---------- Available records
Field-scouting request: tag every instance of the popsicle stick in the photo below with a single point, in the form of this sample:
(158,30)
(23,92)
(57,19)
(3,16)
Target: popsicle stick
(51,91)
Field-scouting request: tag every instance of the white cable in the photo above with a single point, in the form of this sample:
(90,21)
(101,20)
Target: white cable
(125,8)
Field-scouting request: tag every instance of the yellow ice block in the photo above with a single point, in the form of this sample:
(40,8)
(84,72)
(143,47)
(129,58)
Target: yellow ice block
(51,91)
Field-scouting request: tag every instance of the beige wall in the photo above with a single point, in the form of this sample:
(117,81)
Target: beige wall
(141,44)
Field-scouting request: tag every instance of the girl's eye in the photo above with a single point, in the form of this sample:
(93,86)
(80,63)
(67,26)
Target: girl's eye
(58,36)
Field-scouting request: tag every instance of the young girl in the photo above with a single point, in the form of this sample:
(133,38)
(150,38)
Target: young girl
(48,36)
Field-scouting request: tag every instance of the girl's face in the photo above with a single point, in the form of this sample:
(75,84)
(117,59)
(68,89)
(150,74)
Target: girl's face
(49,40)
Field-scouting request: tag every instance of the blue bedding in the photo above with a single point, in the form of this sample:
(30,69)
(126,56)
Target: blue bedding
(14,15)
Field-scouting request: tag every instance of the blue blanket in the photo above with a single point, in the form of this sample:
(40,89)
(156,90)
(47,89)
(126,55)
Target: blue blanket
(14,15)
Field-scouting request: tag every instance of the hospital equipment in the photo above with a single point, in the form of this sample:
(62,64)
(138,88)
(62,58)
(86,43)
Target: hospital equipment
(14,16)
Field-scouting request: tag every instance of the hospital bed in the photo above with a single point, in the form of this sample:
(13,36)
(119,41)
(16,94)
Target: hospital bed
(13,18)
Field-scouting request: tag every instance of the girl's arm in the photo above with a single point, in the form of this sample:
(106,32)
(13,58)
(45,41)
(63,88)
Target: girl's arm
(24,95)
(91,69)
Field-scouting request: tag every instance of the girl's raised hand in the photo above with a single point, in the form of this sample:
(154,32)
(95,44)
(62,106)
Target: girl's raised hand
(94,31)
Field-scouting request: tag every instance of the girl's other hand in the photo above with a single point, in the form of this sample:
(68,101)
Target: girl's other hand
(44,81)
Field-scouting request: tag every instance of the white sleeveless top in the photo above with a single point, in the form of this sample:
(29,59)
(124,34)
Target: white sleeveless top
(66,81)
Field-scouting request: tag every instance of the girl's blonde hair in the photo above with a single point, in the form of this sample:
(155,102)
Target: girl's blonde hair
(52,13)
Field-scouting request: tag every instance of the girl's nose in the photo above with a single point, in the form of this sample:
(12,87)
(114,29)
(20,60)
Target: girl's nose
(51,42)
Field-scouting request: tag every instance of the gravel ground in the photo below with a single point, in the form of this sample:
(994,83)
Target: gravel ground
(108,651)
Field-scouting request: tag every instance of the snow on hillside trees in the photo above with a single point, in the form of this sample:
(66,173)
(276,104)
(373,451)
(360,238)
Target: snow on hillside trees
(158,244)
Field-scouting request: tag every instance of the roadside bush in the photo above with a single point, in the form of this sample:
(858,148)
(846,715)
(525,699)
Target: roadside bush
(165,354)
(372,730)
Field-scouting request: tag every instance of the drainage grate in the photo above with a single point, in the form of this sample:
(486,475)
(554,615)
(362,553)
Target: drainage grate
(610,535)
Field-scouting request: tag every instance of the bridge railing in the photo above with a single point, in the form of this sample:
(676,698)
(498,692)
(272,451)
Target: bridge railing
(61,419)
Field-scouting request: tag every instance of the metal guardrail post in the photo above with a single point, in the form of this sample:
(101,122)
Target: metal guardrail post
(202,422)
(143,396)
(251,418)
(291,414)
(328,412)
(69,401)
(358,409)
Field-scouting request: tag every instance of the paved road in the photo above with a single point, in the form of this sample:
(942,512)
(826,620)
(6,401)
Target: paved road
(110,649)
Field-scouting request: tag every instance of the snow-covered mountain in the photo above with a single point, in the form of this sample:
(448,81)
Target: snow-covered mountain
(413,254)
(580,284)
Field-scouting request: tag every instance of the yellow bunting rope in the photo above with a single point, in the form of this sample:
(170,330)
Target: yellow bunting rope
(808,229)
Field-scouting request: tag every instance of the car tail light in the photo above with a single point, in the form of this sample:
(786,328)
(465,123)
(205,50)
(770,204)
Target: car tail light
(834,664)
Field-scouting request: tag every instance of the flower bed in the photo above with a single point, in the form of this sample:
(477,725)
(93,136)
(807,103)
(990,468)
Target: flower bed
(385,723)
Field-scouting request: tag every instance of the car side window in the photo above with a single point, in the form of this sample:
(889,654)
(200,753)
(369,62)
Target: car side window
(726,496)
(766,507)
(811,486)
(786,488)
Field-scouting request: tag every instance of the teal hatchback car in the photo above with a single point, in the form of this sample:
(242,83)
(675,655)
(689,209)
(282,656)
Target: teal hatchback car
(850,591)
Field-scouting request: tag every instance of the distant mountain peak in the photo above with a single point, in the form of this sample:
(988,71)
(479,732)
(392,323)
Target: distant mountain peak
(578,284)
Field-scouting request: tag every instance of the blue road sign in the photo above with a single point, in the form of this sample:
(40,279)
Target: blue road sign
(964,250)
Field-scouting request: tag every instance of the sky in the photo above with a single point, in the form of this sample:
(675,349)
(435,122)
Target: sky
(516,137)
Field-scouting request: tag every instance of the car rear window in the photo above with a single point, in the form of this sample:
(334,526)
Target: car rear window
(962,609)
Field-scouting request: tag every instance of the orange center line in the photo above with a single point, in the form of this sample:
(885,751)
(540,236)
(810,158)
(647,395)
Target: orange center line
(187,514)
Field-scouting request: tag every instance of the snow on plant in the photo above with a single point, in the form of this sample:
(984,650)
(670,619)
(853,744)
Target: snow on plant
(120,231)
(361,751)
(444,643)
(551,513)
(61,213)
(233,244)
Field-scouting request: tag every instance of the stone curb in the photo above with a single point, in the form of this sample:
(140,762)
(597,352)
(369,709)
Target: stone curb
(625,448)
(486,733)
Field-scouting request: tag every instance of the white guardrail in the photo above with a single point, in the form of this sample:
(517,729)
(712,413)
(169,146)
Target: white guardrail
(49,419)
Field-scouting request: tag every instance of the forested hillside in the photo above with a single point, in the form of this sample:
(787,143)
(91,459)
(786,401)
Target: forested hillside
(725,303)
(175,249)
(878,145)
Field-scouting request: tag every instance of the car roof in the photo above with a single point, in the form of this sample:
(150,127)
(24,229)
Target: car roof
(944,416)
--------------------
▸ About this task
Please copy out every line shown above, exactly.

▸ Result for this task
Field-scouting request: tag every instance of the popsicle stick in the photo below with a single point, in the form of this sample:
(158,30)
(23,92)
(57,19)
(3,16)
Target: popsicle stick
(51,91)
Field-scouting request: tag every instance of the white cable in the photo above with a single point, in the form of this sample:
(90,21)
(101,20)
Target: white cable
(125,8)
Field-scouting request: tag every instance of the yellow ice block in the photo above with a single point, in the form of this sample:
(40,8)
(84,72)
(143,47)
(129,58)
Target: yellow ice block
(51,91)
Field-scouting request: tag every instance of the beige wall in the photo above with a single point, in the form of this sample:
(117,81)
Target: beige wall
(141,44)
Field-scouting request: tag every instance of the girl's eye in the photo above with a single point, in the form of this sample:
(93,86)
(80,63)
(67,26)
Target: girl's eye
(58,36)
Field-scouting request: tag every instance of the young girl in the photo above with a single point, in the form of this sample:
(133,38)
(150,38)
Target: young girl
(48,36)
Field-scouting request: tag every instance of the girl's face in the photo above with a single point, in the form of this sample:
(75,84)
(117,59)
(68,89)
(150,74)
Target: girl's face
(49,40)
Field-scouting request: tag every instance of the blue bedding in the photo above with a single point, in the form of this sample:
(30,69)
(126,56)
Target: blue bedding
(14,15)
Field-scouting request: tag every instance of the blue blanket in the photo above with a single point, in the form of this sample:
(40,89)
(156,90)
(47,89)
(126,55)
Target: blue blanket
(14,15)
Field-scouting request: tag every instance of the hospital equipment in the photo above with a single point, in the form of this sample:
(62,64)
(138,88)
(62,58)
(86,43)
Target: hospital equipment
(14,16)
Field-scouting request: tag every instance of the hospital bed in the photo above with a single point, in the form of this sample:
(13,36)
(119,41)
(16,94)
Target: hospital bed
(13,18)
Field-scouting request: tag every instance of the girl's arm in the photo above with a single point, in the form of this sample:
(106,32)
(13,58)
(45,41)
(63,88)
Target: girl's arm
(24,95)
(91,69)
Field-scouting request: tag every instance of the girl's raised hand in the photo above with a single point, in the form of this sample:
(154,32)
(95,44)
(62,106)
Target: girl's raised hand
(94,31)
Field-scouting request: tag every instance of the girl's other hand in the photo above with a single point, in the form of this sample:
(68,101)
Target: girl's other hand
(44,81)
Field-scouting request: tag every instance of the white sleeveless top in the photo above with a single point, in the form of this sample:
(29,59)
(124,34)
Target: white sleeveless top
(66,81)
Field-scouting request: tag every instance of the girl's blonde hair in the photo above with a single point, in the form of this sample:
(155,102)
Target: girl's blonde hair
(52,13)
Field-scouting request: tag every instance of the girl's nose in the photo above with a single point, in the form of this sample:
(12,87)
(114,29)
(20,60)
Target: girl's nose
(51,42)
Field-scouting request: tag every instance of the gravel ground in the photo below with a single point, in the form of this sample:
(994,83)
Target: gravel ground
(108,651)
Field-scouting request: tag every instance of the snow on hillside trees in the photo above with a single point, in the form of this sample:
(66,173)
(276,104)
(373,451)
(360,238)
Target: snow on hillside trees
(158,244)
Field-scouting request: tag every instance of the roadside bush in the photo above with a single point, in the form of this sample:
(858,148)
(846,715)
(525,699)
Target: roadside bush
(165,354)
(372,730)
Field-scouting request: tag every instance of the drainage grate in the photo above with a single point, in the form of this sample:
(486,475)
(554,615)
(362,553)
Target: drainage grate
(610,535)
Field-scouting request: tag every instance of the bridge railing in the photo above with a single point, in the form of this sample:
(676,698)
(498,692)
(272,451)
Target: bridge railing
(61,419)
Field-scouting request: tag every instance of the metal guardrail post in the photo above with a single point, in the form of this sample:
(101,122)
Target: metal guardrail post
(202,422)
(143,396)
(251,418)
(291,414)
(328,412)
(69,401)
(358,409)
Field-scouting request: tag every instance of the paved road in the photo above with a single point, in the form of this sample:
(942,512)
(826,620)
(6,401)
Target: paved road
(110,649)
Field-scouting request: tag every instance of the snow-covered mountain in the photo above with a single point, in the form of this sample:
(448,81)
Target: snow-covered mountain
(413,254)
(580,284)
Field-scouting request: tag every instance of the yellow bunting rope in the photo above with a single point, in the form of this sample:
(170,330)
Target: yellow bunting rope
(808,229)
Field-scouting request: tag every instance of the car tail light in the photo above with a single point, in the form of this sample:
(786,328)
(465,123)
(205,50)
(770,204)
Target: car tail light
(834,664)
Field-scouting request: tag every instance of the flower bed in the photo above with a single point, in the form of this sample:
(477,725)
(93,136)
(807,103)
(990,468)
Target: flower bed
(385,723)
Field-scouting request: tag every instance of the car side window in the photo above with a single point, in the form of this sample:
(889,654)
(200,753)
(369,62)
Target: car side window
(726,496)
(766,507)
(811,486)
(786,488)
Field-scouting request: tag every instance of the teal hatchback car in the photo above with a single point, in the form of this sample:
(242,83)
(675,655)
(689,209)
(282,656)
Target: teal hatchback car
(850,591)
Field-scouting request: tag every instance of the distant mountain peak in the photo above with a single point, in the form of this sample:
(988,71)
(479,732)
(392,323)
Target: distant mountain peak
(578,284)
Field-scouting request: tag every instance of the blue road sign in the photo above with a single point, in the form of this sample:
(40,279)
Target: blue road sign
(964,250)
Field-scouting request: tag every instance of the sky in the photo above with a single point, in the form of this sample:
(675,349)
(435,122)
Target: sky
(516,137)
Field-scouting request: tag every instance of the car rear window in the photo above with a single point, in the form of this sample:
(334,526)
Target: car rear window
(962,609)
Field-scouting request: tag every instance of the orange center line in the photo above with a single point, in the form of this sample:
(885,751)
(540,236)
(810,158)
(647,395)
Target: orange center line
(187,514)
Field-scouting request: tag every instance of the snow on plant in the photo above with a single point, in the form of this sample:
(984,650)
(670,619)
(853,744)
Target: snow on plant
(120,231)
(361,751)
(444,643)
(551,513)
(61,213)
(233,244)
Field-scouting request: tag every instance of the stone curb in the photo above with a single point, in the form of this sample:
(140,762)
(597,352)
(369,709)
Target: stone curb
(625,448)
(486,733)
Field-scouting request: tag every instance of the white guardrail in the photo above with a single point, in the form of this sample:
(517,729)
(712,413)
(169,146)
Target: white guardrail
(49,419)
Field-scouting request: tag every instance of the forested hillside in the photo above with a single point, in the form of this sample:
(787,143)
(91,459)
(786,401)
Target: forested hillside
(725,303)
(175,249)
(878,145)
Field-scouting request: tag every instance of the car roof in the photo above with a single point, in the form of this sample:
(150,127)
(24,229)
Target: car roof
(944,416)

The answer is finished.